***** EXTRACTED TEXT *****
ML Aggarwal Solution Class 10 Chapter 17 Mensuration Exercise 17.2

Exercise 17.2

Question 1

Write whether the following statements are true or false. Justify your answer.

(i) If the radius of a right circular cone is halved and its height is doubled, the volume will remain unchanged.

(ii) A cylinder and a right circular cone are having the same base radius and same height. The volume of the cylinder is three times the volume of the cone.

(iii) In a right circular cone, height, radius and slant height are always the sides of a right triangle.
***** ENTRIES SHOWN *****
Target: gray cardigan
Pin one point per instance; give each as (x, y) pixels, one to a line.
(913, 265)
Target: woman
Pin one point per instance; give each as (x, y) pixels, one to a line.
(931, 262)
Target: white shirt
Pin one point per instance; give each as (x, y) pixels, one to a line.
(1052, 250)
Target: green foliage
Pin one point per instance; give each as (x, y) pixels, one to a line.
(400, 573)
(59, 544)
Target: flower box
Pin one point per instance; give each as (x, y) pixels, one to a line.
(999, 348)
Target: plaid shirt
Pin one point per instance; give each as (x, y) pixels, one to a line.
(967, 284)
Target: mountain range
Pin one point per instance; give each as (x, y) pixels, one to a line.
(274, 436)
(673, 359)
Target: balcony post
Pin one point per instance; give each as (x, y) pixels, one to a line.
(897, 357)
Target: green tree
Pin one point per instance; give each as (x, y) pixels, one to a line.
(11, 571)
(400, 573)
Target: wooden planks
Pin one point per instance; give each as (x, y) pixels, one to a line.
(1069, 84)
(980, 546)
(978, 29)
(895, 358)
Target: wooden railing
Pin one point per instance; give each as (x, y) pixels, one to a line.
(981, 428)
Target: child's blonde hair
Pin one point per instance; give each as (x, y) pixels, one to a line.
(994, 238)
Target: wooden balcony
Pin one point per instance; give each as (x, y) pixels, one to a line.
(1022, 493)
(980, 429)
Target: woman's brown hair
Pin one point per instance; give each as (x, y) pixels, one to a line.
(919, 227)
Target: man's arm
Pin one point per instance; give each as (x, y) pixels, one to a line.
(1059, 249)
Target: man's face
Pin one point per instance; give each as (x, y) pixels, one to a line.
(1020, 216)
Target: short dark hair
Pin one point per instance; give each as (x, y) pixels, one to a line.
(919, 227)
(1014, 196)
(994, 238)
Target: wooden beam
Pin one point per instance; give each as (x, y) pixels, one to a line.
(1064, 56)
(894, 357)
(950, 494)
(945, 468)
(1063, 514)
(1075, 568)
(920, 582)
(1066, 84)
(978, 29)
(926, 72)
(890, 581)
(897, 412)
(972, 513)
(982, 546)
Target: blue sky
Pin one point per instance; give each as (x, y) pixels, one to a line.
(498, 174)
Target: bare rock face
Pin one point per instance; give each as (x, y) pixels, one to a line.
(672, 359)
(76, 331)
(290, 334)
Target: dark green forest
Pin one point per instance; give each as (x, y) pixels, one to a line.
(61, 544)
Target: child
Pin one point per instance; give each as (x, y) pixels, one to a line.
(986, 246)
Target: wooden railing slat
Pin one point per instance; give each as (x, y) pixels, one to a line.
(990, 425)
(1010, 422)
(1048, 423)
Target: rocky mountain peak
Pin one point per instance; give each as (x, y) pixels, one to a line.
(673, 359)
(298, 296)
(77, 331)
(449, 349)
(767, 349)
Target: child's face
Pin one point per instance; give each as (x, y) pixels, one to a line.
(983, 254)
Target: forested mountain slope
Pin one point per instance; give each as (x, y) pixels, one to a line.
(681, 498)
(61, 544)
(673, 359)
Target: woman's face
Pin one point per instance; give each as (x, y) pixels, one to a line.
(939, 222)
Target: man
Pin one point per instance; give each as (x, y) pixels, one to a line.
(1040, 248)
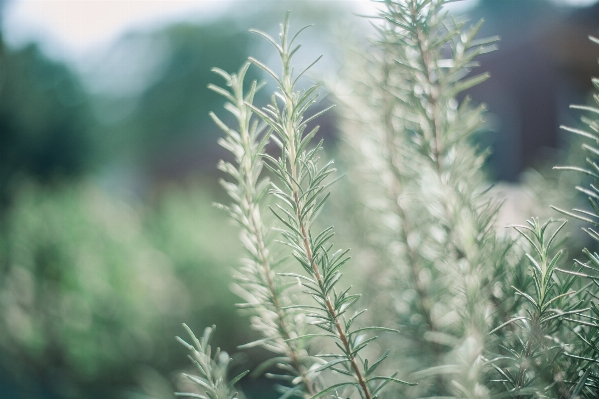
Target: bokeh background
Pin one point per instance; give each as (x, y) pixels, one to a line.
(108, 237)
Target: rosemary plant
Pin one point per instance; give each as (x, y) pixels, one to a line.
(533, 346)
(302, 192)
(477, 316)
(586, 325)
(257, 283)
(444, 245)
(211, 380)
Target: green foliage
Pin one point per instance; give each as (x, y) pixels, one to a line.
(212, 380)
(265, 294)
(93, 286)
(478, 316)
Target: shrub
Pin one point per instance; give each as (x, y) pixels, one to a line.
(464, 311)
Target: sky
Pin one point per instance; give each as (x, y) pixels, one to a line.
(69, 28)
(83, 32)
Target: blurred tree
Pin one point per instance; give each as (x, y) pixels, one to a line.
(45, 119)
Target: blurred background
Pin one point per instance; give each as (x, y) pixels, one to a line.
(108, 237)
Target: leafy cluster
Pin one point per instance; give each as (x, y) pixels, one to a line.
(212, 368)
(466, 312)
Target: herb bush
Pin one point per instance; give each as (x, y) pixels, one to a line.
(456, 308)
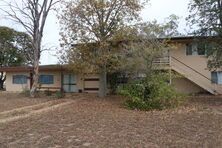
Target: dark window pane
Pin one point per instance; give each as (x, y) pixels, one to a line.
(19, 79)
(46, 79)
(214, 77)
(201, 48)
(189, 49)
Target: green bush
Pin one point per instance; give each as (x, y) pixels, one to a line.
(48, 92)
(25, 92)
(151, 92)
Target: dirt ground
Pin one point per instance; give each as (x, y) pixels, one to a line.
(10, 101)
(87, 121)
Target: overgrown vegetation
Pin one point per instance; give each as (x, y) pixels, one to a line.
(151, 92)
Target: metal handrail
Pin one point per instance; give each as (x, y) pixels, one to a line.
(191, 68)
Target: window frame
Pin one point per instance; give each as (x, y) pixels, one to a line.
(21, 80)
(193, 49)
(44, 81)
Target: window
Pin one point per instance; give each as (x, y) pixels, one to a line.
(19, 79)
(196, 49)
(46, 79)
(216, 77)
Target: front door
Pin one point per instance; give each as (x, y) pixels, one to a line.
(69, 83)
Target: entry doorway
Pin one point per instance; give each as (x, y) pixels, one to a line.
(69, 83)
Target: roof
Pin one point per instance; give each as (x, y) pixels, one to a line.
(42, 68)
(177, 39)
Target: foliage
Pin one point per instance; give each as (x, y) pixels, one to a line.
(96, 23)
(206, 16)
(32, 16)
(25, 92)
(48, 92)
(14, 46)
(152, 92)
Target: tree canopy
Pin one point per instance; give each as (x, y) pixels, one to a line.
(96, 22)
(15, 49)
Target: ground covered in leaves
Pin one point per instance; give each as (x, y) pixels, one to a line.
(87, 121)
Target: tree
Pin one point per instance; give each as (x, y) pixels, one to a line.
(148, 42)
(32, 15)
(14, 46)
(94, 24)
(206, 17)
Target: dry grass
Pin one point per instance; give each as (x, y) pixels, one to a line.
(89, 121)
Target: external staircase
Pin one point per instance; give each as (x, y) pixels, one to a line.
(190, 73)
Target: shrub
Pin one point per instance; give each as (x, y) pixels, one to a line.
(25, 92)
(48, 92)
(151, 92)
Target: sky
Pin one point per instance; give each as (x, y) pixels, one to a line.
(156, 9)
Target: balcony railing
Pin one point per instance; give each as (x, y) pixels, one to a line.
(162, 61)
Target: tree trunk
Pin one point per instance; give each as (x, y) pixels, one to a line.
(1, 84)
(35, 79)
(102, 83)
(36, 65)
(2, 80)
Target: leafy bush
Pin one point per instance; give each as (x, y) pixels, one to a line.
(151, 92)
(25, 92)
(48, 92)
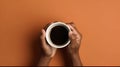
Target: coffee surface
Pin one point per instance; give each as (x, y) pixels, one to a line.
(59, 35)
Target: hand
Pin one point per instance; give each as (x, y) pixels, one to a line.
(75, 38)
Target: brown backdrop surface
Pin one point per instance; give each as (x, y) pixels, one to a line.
(97, 20)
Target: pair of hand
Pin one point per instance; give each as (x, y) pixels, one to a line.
(72, 48)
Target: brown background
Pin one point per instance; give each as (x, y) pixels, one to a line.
(97, 20)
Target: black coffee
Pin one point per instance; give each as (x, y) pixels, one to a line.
(59, 35)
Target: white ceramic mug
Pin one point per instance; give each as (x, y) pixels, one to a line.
(48, 32)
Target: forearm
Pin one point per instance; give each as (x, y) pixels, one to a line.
(44, 61)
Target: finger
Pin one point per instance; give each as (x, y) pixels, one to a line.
(43, 38)
(47, 25)
(72, 36)
(54, 51)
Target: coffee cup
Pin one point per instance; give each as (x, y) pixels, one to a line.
(57, 35)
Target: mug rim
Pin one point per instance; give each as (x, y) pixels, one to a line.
(48, 30)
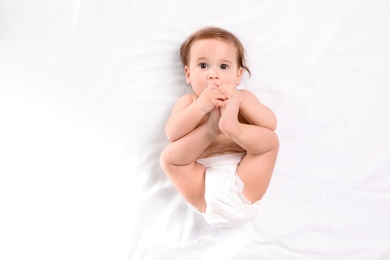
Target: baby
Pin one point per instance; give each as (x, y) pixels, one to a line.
(223, 147)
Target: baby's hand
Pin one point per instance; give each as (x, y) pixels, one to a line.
(230, 92)
(210, 98)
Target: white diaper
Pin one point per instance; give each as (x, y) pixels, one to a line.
(226, 205)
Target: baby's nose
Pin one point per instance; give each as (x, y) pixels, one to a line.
(213, 75)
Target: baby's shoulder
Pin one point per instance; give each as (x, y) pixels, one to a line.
(188, 98)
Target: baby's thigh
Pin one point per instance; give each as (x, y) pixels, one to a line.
(255, 171)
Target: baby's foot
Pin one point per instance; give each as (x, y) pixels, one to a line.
(229, 120)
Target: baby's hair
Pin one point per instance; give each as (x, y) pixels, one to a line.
(214, 33)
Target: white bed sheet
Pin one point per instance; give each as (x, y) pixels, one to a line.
(86, 87)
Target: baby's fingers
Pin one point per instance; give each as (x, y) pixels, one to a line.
(218, 103)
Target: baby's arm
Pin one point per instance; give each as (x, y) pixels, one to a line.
(187, 113)
(255, 112)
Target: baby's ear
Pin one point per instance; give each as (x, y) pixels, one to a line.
(187, 72)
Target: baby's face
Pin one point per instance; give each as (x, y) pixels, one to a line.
(212, 61)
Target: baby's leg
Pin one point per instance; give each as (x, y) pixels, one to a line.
(178, 162)
(262, 147)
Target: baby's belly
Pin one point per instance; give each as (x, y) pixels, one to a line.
(221, 145)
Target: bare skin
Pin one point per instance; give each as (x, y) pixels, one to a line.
(218, 119)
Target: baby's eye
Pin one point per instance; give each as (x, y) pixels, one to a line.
(203, 65)
(224, 66)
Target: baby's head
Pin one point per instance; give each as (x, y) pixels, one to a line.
(214, 33)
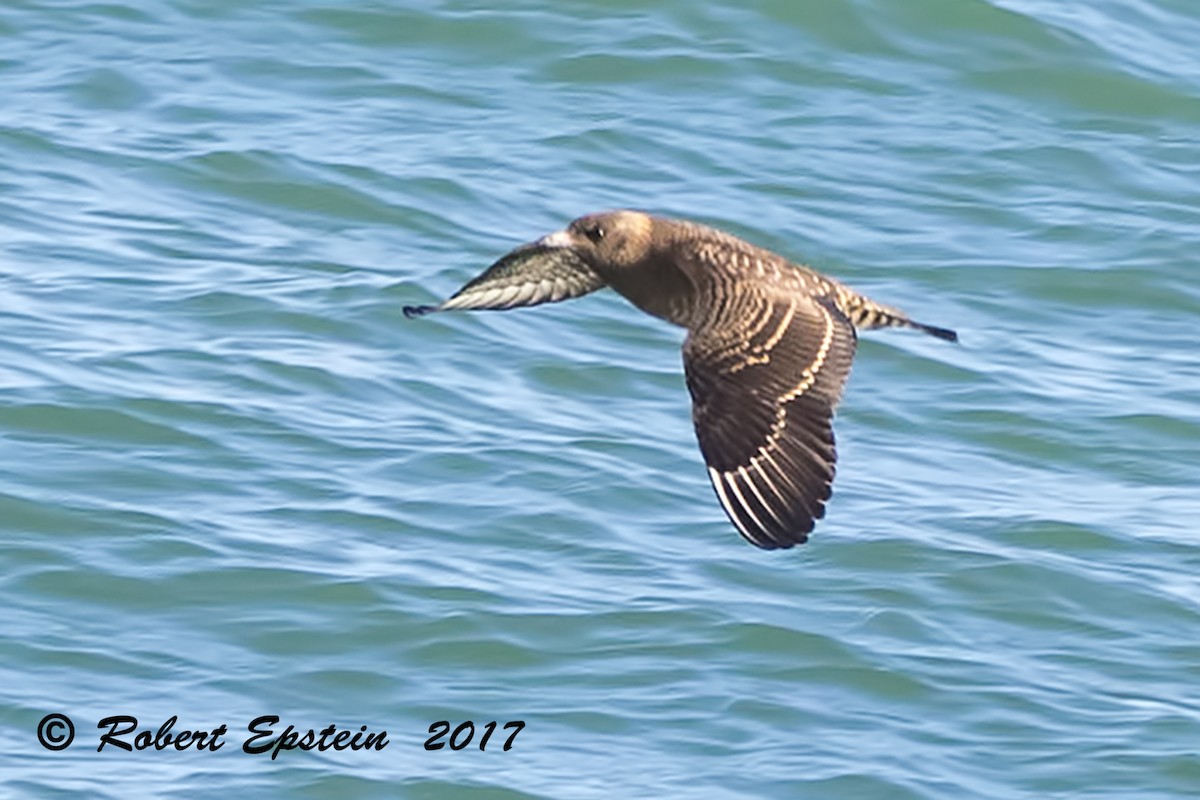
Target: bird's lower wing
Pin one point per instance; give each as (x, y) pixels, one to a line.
(763, 396)
(528, 276)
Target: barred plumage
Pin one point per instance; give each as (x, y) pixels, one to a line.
(768, 350)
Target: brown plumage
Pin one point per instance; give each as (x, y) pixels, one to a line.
(768, 350)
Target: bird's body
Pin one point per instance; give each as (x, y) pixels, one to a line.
(768, 350)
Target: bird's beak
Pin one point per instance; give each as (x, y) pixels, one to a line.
(557, 239)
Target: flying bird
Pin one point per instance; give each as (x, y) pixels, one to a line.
(768, 349)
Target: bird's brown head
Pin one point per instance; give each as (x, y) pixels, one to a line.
(610, 240)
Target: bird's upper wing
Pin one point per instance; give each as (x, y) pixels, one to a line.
(527, 276)
(763, 394)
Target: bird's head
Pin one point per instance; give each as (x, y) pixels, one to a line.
(607, 241)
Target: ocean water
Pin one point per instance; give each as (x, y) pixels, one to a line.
(235, 482)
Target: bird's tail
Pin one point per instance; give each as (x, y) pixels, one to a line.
(868, 314)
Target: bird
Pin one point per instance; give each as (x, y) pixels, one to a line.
(766, 359)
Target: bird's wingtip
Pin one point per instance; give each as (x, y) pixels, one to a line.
(412, 312)
(940, 332)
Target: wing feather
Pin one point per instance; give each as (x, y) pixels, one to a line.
(763, 398)
(529, 275)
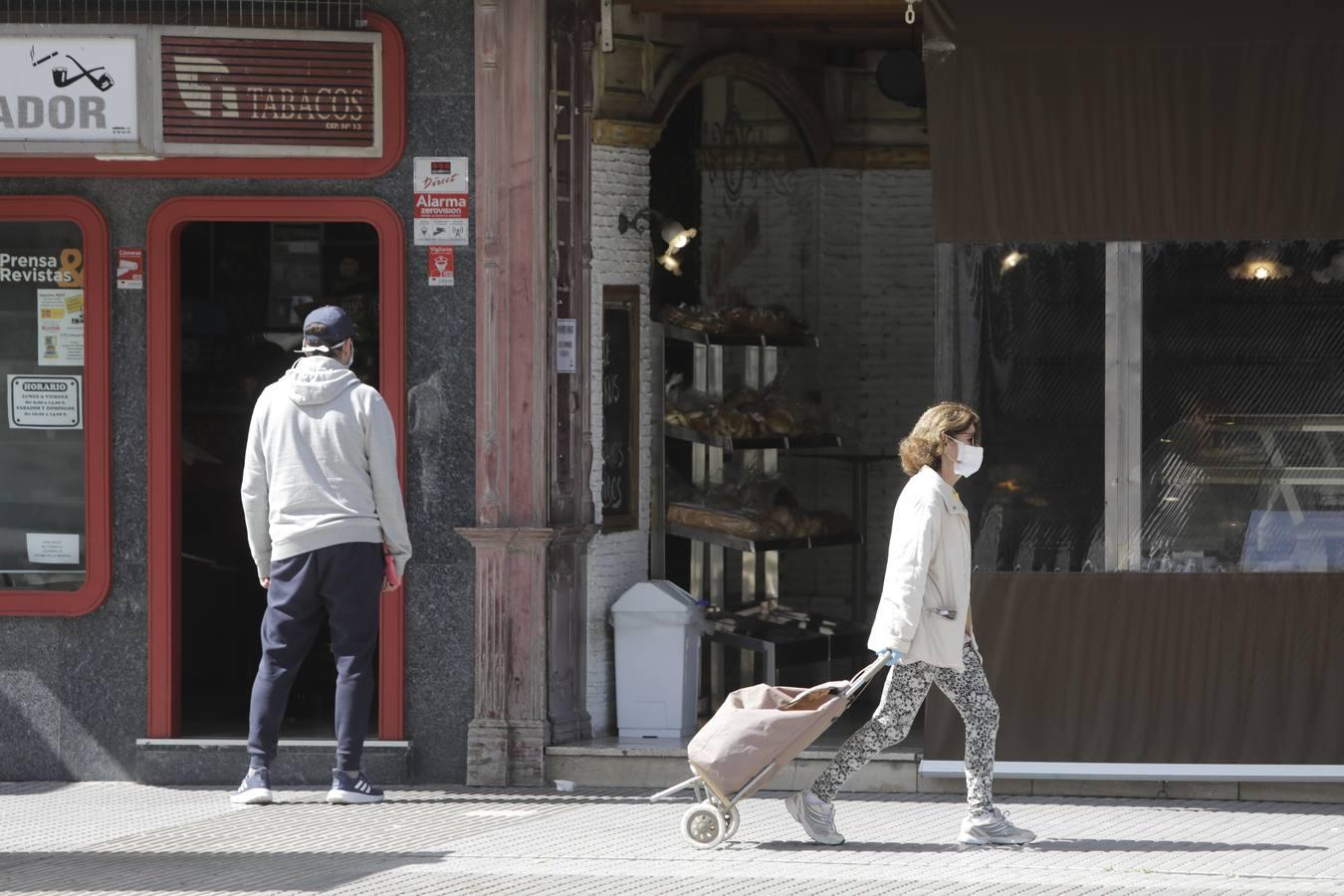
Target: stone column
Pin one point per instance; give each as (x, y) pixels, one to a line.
(510, 730)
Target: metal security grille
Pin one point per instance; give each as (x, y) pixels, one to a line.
(237, 14)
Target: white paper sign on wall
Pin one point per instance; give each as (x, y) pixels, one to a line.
(566, 345)
(69, 88)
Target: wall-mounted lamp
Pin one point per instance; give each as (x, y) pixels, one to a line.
(1010, 261)
(674, 234)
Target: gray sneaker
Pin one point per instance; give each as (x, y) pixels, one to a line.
(254, 790)
(818, 821)
(995, 827)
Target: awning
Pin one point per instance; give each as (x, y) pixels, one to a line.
(1056, 119)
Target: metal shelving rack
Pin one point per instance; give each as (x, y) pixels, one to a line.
(760, 585)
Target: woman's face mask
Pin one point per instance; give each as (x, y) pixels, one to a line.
(970, 457)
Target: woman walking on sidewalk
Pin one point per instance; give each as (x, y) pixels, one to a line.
(924, 627)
*****
**STATED EXERCISE:** Summarize the mensuration exercise text above in two sentences.

**SOLUTION FOR THIS EXERCISE:** The text is Exercise 17.2 from the ML Aggarwal Class 10 solutions for Chapter 17, Mensuration, and its Question 1 asks whether three statements are true or false, with the answer justified. The statements concern the volume of a right circular cone whose radius is halved and height doubled, the volumes of a cylinder and a cone with the same base radius and height, and whether a cone's height, radius and slant height always form the sides of a right triangle.